**SELECTED EXCERPT:**
NoSQL databases are purpose built for specific data models and have flexible schemas for building modern applications. NoSQL databases are widely recognized for their ease of development, functionality, and performance at scale. They use a variety of data models, including document, graph, key-value, in-memory, and search. This page includes resources to help you better understand NoSQL databases and to get started.
How Does a NoSQL (nonrelational) Database Work?
NoSQL databases use a variety of data models for accessing and managing data, such as document, graph, key-value, in-memory, and search. These types of databases are optimized specifically for applications that require large data volume, low latency, and flexible data models, which are achieved by relaxing some of the data consistency restrictions of other databases.
Consider the example of modeling the schema for a simple book database:
- In a relational database, a book record is often dissembled (or “normalized”) and stored in separate tables, and relationships are defined by primary and foreign key constraints. In this example, the Books table has columns for ISBN, Book Title, and Edition Number, the Authors table has columns for AuthorID and Author Name, and finally the Author-ISBN table has columns for AuthorID and ISBN. The relational model is designed to enable the database to enforce referential integrity between tables in the database, normalized to reduce the redundancy, and generally optimized for storage.
- In a NoSQL database, a book record is usually stored as a JSON document. For each book, the item, ISBN, Book Title, Edition Number, Author Name, and AuthorID are stored as attributes in a single document. In this model, data is optimized for intuitive development and horizontal scalability.
Why should you use a NoSQL database?
NoSQL databases are a great fit for many modern applications such as mobile, web, and gaming that require flexible, scalable, high-performance, and highly functional databases to provide great user experiences.
- Flexibility: NoSQL databases generally provide flexible schemas that enable faster and more iterative development. The flexible data model makes NoSQL databases ideal for semi-structured and unstructured data.
- Scalability: NoSQL databases are generally designed to scale out by using distributed clusters of hardware instead of scaling up by adding expensive and robust servers. Some cloud providers handle these operations behind-the-scenes as a fully managed service.
- High-performance: NoSQL database are optimized for specific data models (such as document, key-value, and graph) and access patterns that enable higher performance than trying to accomplish similar functionality with relational databases.
- Highly functional: NoSQL databases provide highly functional APIs and data types that are purpose built for each of their respective data models.
What are the types of NoSQL Databases?
- Key-value: Key-value databases are highly partitionable and allow horizontal scaling at scales that other types of databases cannot achieve. Use cases such as gaming, ad tech, and IoT lend themselves particularly well to the key-value data model.
- Document: In application code, data is represented often as an object or JSON-like document because it is an efficient and intuitive data model for developers. Document databases make it easier for developers to store and query data in a database by using the same document model format that they use in their application code. The flexible, semistructured, and hierarchical nature of documents and document databases allows them to evolve with applications’ needs. The document model works well with catalogs, user profiles, and content management systems where each document is unique and evolves over time.
- Graph: A graph database’s purpose is to make it easy to build and run applications that work with highly connected datasets. Typical use cases for a graph database include social networking, recommendation engines, fraud detection, and knowledge graphs.
- In-memory: Gaming and ad-tech applications have use cases such as leaderboards, session stores, and real-time analytics that require microsecond response times and can have large spikes in traffic coming at any time. Amazon ElastiCache offers Memcached and Redis, to serve low-latency, high-throughput workloads, such as McDonald’s, that cannot be served with disk-based data stores.
- Search: Many applications output logs to help developers troubleshoot issues.

**TO DO:**
a - Decide whether each statement agrees with the NoSQL overview, answering yes or no and quoting the deciding words: (i) A NoSQL database usually stores a book record as a JSON document. (ii) NoSQL databases are generally designed to scale up by adding expensive servers. (iii) Fraud detection is a typical use case for a graph database.
b - Repeat the stretch of the NoSQL overview from "- Key-value: Key-value" through "evolves over time.".
c - In the NoSQL overview's relational book example, which columns does the Authors table have?

**SOURCE MATERIAL:**
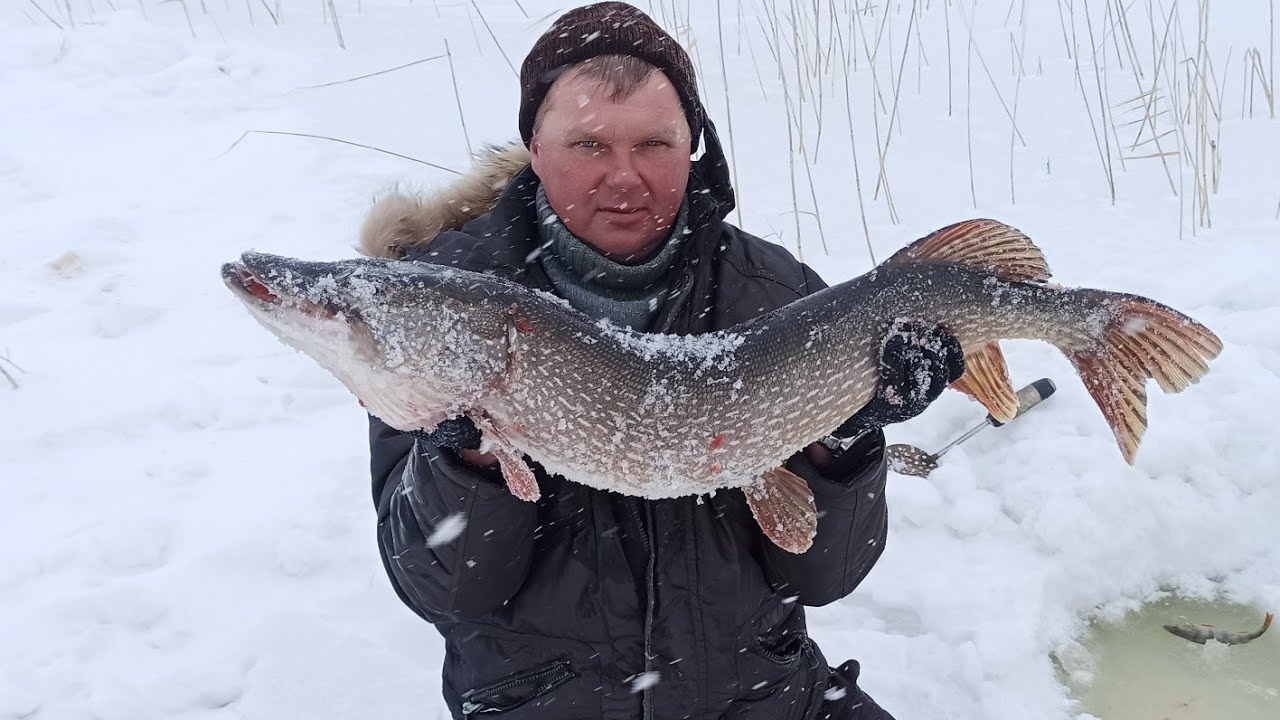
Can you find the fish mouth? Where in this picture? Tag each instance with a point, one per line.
(255, 290)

**ANSWERS FOR THE TASKS:**
a -
(i) Yes: "In a NoSQL database, a book record is usually stored as a JSON document."
(ii) No: "NoSQL databases are generally designed to scale out by using distributed clusters of hardware instead of scaling up by adding expensive and robust servers."
(iii) Yes: "Typical use cases for a graph database include social networking, recommendation engines, fraud detection, and knowledge graphs."

b -
- Key-value: Key-value databases are highly partitionable and allow horizontal scaling at scales that other types of databases cannot achieve. Use cases such as gaming, ad tech, and IoT lend themselves particularly well to the key-value data model.
- Document: In application code, data is represented often as an object or JSON-like document because it is an efficient and intuitive data model for developers. Document databases make it easier for developers to store and query data in a database by using the same document model format that they use in their application code. The flexible, semistructured, and hierarchical nature of documents and document databases allows them to evolve with applications’ needs. The document model works well with catalogs, user profiles, and content management systems where each document is unique and evolves over time.

c - AuthorID and Author Name.